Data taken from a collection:
----

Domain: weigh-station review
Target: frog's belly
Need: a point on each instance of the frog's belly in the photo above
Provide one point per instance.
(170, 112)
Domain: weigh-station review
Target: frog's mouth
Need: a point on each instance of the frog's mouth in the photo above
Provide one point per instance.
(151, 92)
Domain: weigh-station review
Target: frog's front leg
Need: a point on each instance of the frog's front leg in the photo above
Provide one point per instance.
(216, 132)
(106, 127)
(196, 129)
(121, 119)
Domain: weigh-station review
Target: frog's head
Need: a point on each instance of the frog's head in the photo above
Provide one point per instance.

----

* **What you have to do**
Rewrite all of the material above, changing every "weigh-station review" to "roadside inspection" and leaving everything else the same.

* **In response**
Domain: roadside inspection
Target: frog's belly
Need: a point on each instance of the frog's belly in the photo above
Provide one point per instance.
(170, 112)
Domain: roadside inspection
Target: frog's mouth
Need: a point on each instance of the frog's mouth in the photo above
Provide one point per instance.
(151, 92)
Domain: roadside inspection
Target: frog's front leg
Need: a point on each instance of the frog's front leg in the photo above
Provide one point per instance.
(216, 132)
(106, 127)
(196, 129)
(121, 119)
Domain: roadside inspection
Target: frog's head
Need: a point on each instance of the frog's head in the photo above
Provide one point per instance.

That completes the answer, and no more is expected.